> **Aufgabenstellung**
Ersetzen Sie in den folgenden Daten jedes „instance“ durch „occurrence“ und geben Sie die Zeilen ansonsten unverändert wieder.

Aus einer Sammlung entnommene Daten
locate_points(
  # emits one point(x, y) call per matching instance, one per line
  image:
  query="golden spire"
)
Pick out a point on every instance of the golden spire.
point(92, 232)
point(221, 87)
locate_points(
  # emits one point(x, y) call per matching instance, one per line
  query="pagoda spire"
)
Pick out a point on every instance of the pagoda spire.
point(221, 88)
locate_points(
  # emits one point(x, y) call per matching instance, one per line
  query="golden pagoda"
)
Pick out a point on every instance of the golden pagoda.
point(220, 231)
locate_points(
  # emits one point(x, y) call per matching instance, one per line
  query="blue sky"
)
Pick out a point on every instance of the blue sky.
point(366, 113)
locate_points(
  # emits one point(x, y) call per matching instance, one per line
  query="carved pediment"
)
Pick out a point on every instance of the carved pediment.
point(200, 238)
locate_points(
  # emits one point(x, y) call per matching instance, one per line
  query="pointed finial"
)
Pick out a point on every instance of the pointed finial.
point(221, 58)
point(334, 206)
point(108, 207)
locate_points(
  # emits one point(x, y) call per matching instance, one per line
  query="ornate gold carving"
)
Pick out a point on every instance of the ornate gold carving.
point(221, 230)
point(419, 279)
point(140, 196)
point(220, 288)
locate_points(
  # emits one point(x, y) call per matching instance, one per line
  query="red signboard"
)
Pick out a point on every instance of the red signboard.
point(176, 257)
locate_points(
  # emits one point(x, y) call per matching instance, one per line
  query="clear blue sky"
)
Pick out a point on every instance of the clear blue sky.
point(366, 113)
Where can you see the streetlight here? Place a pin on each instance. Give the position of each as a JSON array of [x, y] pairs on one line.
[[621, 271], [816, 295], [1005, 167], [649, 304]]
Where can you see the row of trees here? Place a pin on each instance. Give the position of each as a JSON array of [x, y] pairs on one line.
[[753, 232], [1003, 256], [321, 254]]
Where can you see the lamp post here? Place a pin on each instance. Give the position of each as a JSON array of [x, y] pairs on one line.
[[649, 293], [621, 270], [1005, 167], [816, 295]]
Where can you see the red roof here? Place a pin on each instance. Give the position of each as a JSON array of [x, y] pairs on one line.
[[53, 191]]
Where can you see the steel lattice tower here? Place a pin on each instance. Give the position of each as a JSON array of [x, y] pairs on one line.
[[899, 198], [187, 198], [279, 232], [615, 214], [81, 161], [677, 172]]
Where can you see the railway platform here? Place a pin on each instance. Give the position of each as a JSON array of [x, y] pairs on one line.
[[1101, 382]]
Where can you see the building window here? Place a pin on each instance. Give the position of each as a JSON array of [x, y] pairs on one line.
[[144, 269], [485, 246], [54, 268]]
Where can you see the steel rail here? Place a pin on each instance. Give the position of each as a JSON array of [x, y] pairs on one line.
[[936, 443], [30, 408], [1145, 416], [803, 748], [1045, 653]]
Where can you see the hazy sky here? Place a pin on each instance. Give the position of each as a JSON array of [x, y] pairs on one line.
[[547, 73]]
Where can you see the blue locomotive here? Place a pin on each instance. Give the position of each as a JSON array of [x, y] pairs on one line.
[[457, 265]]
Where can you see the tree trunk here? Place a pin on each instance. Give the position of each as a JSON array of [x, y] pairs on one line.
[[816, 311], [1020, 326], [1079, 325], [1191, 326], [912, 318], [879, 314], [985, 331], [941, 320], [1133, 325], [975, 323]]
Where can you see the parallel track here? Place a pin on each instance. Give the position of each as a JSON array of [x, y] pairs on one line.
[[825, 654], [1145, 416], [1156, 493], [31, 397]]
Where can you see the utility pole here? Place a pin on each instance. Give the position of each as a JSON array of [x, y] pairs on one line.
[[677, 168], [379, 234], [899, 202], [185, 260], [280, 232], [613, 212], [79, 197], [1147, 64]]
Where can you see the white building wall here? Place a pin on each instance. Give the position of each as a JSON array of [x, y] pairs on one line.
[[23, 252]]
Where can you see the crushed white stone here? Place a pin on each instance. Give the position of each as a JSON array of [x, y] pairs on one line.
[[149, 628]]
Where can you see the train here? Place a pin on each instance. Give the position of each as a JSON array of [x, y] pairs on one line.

> **Richtiges Ergebnis**
locate_points(
  # emits one point(x, y) call per matching occurrence, one per line
  image:
  query="golden spire"
)
Pick out a point on every occurrence of the golden spire.
point(92, 232)
point(221, 87)
locate_points(
  # emits one point(x, y) call per matching occurrence, one per line
  query="pagoda spire"
)
Pick out a point on every occurrence of the pagoda spire.
point(221, 88)
locate_points(
  # emits one point(x, y) call per matching occurrence, one per line
  query="golden pagoda"
)
Pick out a point on every occurrence of the golden pagoda.
point(220, 231)
locate_points(
  # emits one point(x, y) call per matching occurrence, one per line
  query="blue sky"
)
Pick out a point on every occurrence of the blue sky.
point(366, 113)
locate_points(
  # emits one point(x, y) call per matching occurrence, one per line
  query="carved pediment"
)
Pick out a point on every occurrence of the carved pediment.
point(200, 238)
locate_points(
  # emits one point(x, y) call per matching occurrence, one per line
  query="pointed finial"
)
Pick out a point on every occurrence of the pointed finial.
point(221, 58)
point(334, 206)
point(108, 207)
locate_points(
  # emits one point(x, y) call per matching occurrence, one per line
  query="ornate gold carving"
)
Pick out a point on every occurrence of the ornate gold carving.
point(221, 230)
point(419, 279)
point(140, 196)
point(220, 288)
locate_points(
  # emits one point(x, y) call per matching occurrence, one per line
  query="red signboard"
)
Pick out a point on every occurrence of the red signboard.
point(176, 257)
locate_points(
  # emits one point(x, y) call per matching occurrence, one per line
  query="clear blue sky"
)
Pick out a point on every occurrence of the clear blue sky.
point(366, 113)
Where can you see the streetlight here? Place a pin on each occurrence. Give the position of each as a JSON array of [x, y] pairs on one line.
[[621, 271], [816, 295], [1005, 167], [649, 304]]
Where can you see the row of trees here? Place a pin on each occurrence. Give the position of each as a JSON array of [x, y] pairs on one line.
[[753, 232], [1003, 256], [321, 254]]
Where can you see the lamp post here? Place a pin on each occurrence. Give the position of each as a JSON array of [x, y] pairs on one line.
[[649, 293], [621, 270], [1005, 167], [816, 295]]
Where can you see the red roof here? Place a pin on each occurrence. Give the position of each as a JSON array of [x, y] pairs on one line.
[[53, 191]]
Where can you see the steel lattice tower here? Place a pin on each occurrence. Give the position of each as a JSON array of [x, y] pairs on one line.
[[899, 198], [187, 198], [279, 232], [615, 214], [81, 161], [677, 172]]
Where can you see the railway platform here? Place a pin on each occurrence. Give the position of each as a JSON array of [x, y] pairs on one line.
[[1101, 382]]
Where can you see the building window here? Place a pin on each occurrence. Give the position of each as a JSON array of [x, y] pairs on one line.
[[144, 269], [485, 246], [54, 268]]
Where can you see the steel rail here? Place a pin on each occurrence. Give the position of each as a JSON array of [x, y] pairs on one line.
[[936, 443], [30, 408], [1145, 416], [803, 748], [1045, 653]]
Where can you see the hazy sky here? Place a pin on each occurrence. Give the position of each as a JSON array of [x, y] pairs on one line.
[[547, 73]]
Where can you see the blue locomotive here? Place a pin on each occurrence. Give the position of each as a JSON array of [x, y] pairs on one line.
[[457, 265]]
Where can you see the tree trunk here? Place a pin on each occurrence. Give the position of each as a JSON array of [x, y] pairs on one line.
[[816, 311], [1020, 326], [1079, 325], [1191, 326], [912, 318], [879, 314], [985, 331], [941, 320], [1133, 325], [975, 323]]
Where can you see the parallel track here? Place a pin on each occurrence. Give the position of each as a JSON array of [x, y] pairs on one line.
[[825, 654], [1145, 416], [1156, 493], [31, 397]]
Where can you see the utility pole here? Place a pin on each occurrence. Give the position of each as a JSON array of [x, y] pairs on one line.
[[677, 168], [379, 234], [899, 202], [185, 260], [280, 232], [613, 212], [79, 197], [1147, 64]]
Where can you see the white building wall here? Place a pin on each occurrence. Give the position of each as a JSON array of [x, y] pairs on one line.
[[23, 252]]
Where can you see the crushed white stone here? Place a pin on each occurrence. Give the position of each as a JSON array of [x, y] pairs on one line.
[[149, 628]]
Where can you see the train here? Place a pin on each occurrence. Give the position of each as a JSON array of [x, y] pairs on one line.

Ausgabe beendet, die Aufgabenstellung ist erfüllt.